WHAT YOU HAVE TO DO
Could you work out how many lines in the material below hold the word "rail"? Give only the number in reply.
(Beginning of ENTRIES PROVIDED)
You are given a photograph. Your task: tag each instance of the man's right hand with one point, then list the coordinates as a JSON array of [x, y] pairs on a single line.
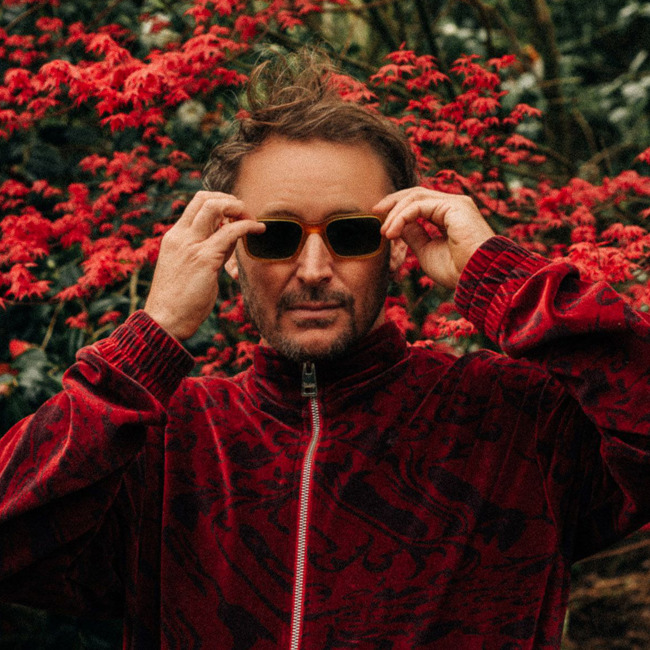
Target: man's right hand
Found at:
[[192, 253]]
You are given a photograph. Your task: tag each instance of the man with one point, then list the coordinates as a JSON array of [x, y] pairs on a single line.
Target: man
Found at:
[[347, 490]]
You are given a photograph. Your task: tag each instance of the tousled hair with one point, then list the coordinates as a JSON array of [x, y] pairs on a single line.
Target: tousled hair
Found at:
[[295, 97]]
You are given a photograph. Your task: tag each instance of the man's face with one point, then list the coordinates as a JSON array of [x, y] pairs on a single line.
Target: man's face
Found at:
[[317, 305]]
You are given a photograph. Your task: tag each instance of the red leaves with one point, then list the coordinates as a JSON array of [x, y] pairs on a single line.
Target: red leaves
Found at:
[[98, 231]]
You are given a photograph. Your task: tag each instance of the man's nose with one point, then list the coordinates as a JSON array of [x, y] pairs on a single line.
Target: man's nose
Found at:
[[315, 261]]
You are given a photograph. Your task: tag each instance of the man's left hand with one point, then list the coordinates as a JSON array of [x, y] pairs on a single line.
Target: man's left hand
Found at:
[[459, 221]]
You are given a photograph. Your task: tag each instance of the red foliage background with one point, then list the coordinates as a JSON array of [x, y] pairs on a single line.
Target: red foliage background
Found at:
[[135, 114]]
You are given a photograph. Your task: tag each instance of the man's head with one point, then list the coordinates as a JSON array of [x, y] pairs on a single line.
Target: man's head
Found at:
[[297, 98], [305, 154]]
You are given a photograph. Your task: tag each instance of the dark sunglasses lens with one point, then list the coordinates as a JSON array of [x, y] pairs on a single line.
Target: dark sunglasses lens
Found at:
[[354, 236], [279, 241]]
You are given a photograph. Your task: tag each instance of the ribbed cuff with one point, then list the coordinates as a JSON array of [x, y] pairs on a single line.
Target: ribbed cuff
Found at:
[[143, 350], [488, 282]]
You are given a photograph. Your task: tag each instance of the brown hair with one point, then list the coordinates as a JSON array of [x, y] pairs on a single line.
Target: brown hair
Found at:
[[294, 97]]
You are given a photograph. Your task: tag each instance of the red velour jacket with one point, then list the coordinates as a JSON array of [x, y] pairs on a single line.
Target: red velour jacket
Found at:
[[398, 497]]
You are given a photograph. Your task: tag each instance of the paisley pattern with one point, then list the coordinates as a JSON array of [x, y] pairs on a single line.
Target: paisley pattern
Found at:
[[449, 496]]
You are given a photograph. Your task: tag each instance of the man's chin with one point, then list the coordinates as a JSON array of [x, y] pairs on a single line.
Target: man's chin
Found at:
[[314, 344]]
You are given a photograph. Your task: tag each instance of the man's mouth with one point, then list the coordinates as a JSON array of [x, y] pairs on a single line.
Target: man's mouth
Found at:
[[314, 309]]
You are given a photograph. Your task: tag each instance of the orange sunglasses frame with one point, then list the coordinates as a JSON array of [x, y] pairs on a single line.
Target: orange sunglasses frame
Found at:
[[319, 228]]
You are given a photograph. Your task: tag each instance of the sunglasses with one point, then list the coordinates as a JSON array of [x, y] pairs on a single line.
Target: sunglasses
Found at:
[[347, 236]]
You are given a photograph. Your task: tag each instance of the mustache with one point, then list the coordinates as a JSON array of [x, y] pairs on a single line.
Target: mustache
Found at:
[[290, 299]]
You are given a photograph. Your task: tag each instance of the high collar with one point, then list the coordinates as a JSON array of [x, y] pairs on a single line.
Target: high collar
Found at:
[[375, 353]]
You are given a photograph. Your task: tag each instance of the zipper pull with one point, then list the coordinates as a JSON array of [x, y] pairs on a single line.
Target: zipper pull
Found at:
[[309, 388]]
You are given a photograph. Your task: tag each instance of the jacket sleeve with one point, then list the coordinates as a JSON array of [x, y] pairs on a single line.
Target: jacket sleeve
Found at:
[[596, 351], [63, 500]]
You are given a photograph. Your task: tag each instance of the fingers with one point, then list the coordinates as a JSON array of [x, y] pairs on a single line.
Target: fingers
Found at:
[[207, 211], [406, 206]]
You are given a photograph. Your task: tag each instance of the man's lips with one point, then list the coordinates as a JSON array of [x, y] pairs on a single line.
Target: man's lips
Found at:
[[314, 309]]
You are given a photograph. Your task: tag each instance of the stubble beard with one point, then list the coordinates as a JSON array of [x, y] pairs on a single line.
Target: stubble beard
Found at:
[[355, 327]]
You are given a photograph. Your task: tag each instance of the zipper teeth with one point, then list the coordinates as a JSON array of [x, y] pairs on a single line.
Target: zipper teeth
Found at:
[[303, 514]]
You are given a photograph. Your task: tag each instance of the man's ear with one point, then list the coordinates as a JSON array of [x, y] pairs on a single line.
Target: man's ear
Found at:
[[232, 267], [398, 250]]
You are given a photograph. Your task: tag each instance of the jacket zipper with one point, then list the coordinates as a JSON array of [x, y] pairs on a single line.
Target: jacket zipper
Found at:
[[309, 390]]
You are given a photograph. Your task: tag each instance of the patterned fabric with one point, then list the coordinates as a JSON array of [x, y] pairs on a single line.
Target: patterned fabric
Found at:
[[447, 499]]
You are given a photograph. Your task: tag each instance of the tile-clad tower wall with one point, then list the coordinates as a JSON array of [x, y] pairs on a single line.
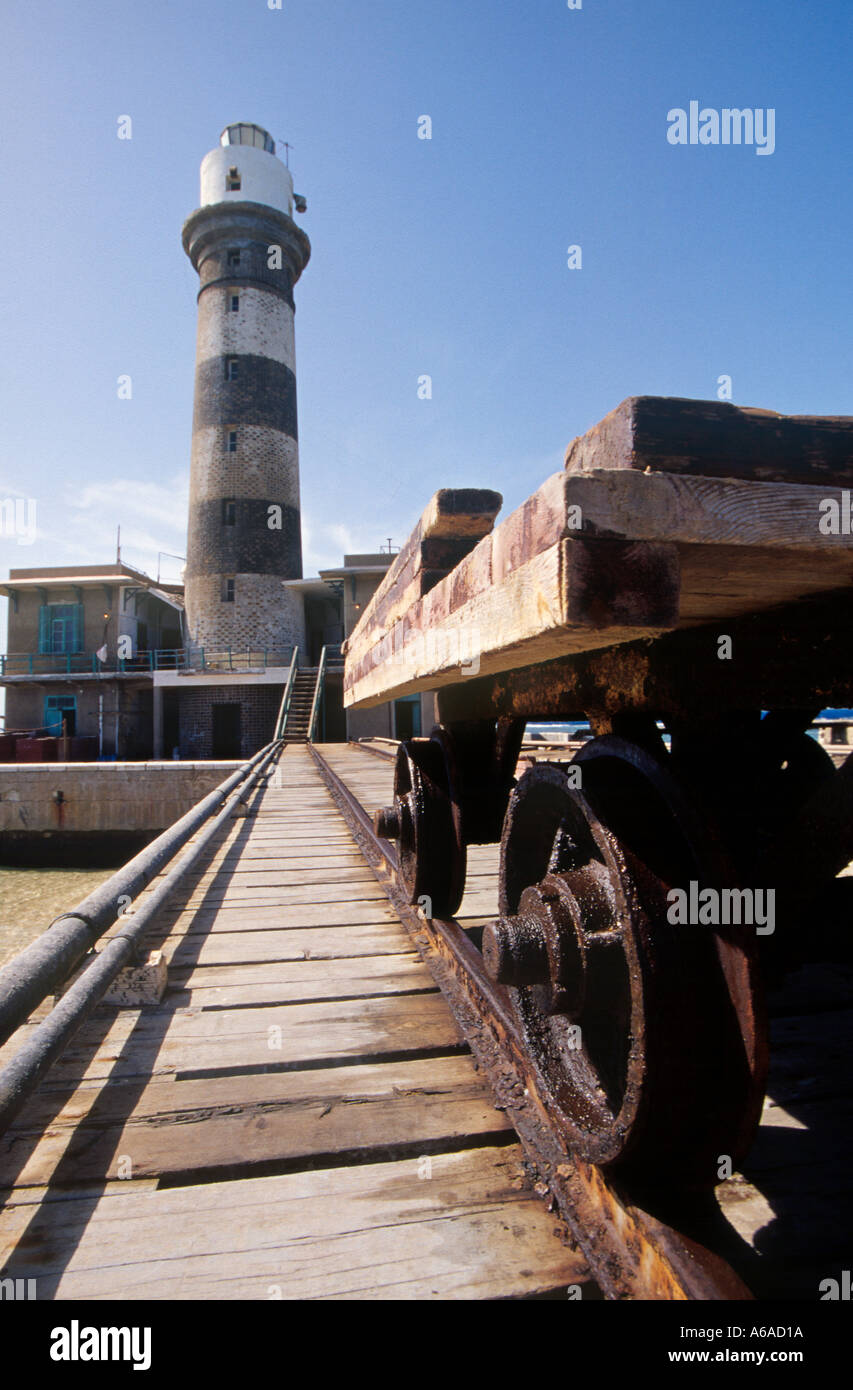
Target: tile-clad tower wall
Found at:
[[243, 509]]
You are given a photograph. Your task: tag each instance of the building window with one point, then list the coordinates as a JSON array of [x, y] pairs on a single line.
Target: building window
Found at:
[[57, 709], [60, 628]]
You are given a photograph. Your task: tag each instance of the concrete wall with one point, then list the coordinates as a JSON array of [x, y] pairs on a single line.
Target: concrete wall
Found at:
[[107, 811], [25, 709]]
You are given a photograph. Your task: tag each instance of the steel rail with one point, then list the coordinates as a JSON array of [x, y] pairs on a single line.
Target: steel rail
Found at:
[[46, 963], [675, 1253], [21, 1076]]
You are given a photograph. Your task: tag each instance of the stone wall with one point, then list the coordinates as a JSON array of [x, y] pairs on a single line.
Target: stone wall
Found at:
[[95, 812], [259, 710]]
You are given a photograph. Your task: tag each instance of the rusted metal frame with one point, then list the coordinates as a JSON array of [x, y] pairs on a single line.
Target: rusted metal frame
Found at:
[[632, 1254]]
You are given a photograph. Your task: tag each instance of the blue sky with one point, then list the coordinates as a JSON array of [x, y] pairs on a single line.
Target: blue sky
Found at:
[[443, 257]]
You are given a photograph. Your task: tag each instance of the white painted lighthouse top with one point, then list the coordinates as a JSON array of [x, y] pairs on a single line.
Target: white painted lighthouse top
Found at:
[[245, 168]]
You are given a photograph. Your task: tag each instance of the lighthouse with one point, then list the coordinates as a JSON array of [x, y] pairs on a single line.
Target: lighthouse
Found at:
[[243, 503]]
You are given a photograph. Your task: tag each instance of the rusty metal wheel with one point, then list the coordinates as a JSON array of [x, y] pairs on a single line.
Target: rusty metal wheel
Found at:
[[646, 1037], [427, 824]]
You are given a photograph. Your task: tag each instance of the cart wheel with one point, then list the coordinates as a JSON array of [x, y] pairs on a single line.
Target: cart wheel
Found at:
[[431, 848], [646, 1037]]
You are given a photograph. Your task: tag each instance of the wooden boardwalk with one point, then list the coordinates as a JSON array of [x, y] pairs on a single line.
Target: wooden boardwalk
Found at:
[[297, 1119], [792, 1201]]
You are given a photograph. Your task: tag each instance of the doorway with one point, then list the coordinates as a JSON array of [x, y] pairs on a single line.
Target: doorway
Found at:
[[407, 717], [227, 731]]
(End of ENTRIES PROVIDED)
ANSWER SECTION
2